### Task prompt
Edit the rows below by replacing "keypoint" with "marker" and leaving everything else the same. Omit the pictures from your answer.

### Stored data
● ● ● ● ●
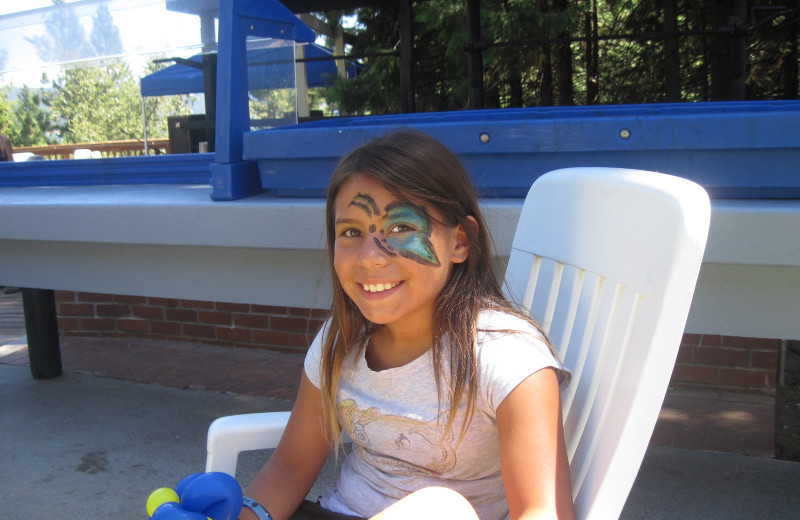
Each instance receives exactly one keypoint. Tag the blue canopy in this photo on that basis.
(268, 68)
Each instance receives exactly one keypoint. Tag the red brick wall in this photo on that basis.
(212, 323)
(705, 362)
(727, 363)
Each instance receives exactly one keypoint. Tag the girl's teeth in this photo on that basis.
(377, 287)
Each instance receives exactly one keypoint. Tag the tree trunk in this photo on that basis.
(789, 68)
(564, 62)
(592, 58)
(546, 96)
(672, 80)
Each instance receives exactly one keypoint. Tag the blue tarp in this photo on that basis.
(270, 68)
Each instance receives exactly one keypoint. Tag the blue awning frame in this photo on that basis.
(232, 177)
(184, 78)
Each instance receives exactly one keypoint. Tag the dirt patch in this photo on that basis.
(787, 407)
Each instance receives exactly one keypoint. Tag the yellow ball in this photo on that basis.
(160, 497)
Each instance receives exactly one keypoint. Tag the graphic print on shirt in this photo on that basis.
(397, 444)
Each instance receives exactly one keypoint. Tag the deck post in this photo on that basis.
(41, 325)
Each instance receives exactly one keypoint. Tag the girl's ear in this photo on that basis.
(461, 248)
● ● ● ● ●
### Written answer
Each instance receives exactly one marker. Tag the blue canopy in this photo on that basis.
(268, 68)
Each instance receives exactly one marker. Tag the red brick wall in this photo on that basis.
(212, 323)
(705, 362)
(727, 363)
Each instance receives exactly one marker. Tag the girl's teeth in this photo on that basis.
(377, 287)
Each instance receives exactly one marker. Tag the tree trunk in this photo on that basis.
(789, 68)
(564, 62)
(592, 58)
(546, 96)
(672, 80)
Each instance receives exactly one marker. Tag the blue tarp in this photo on that basis.
(270, 68)
Each instance receives exactly one marker. Tag the blue awning frame in this photo on that basis.
(232, 177)
(184, 78)
Each instance receives exactly one marker. Tag the dirt patch in this photo on that basis.
(787, 407)
Each instance receives exactly one marker. Tag the yellow ball in this photo on that basis.
(160, 497)
Each instance receives exactly one marker. Tag the graphic print on shirt in this photo on that basis.
(397, 444)
Each instance receives exactly one marker. Tag the deck post in this photo on that basis.
(41, 325)
Each instance receives exactly one marker. Tag the girl's ear in this photo on that basis.
(461, 248)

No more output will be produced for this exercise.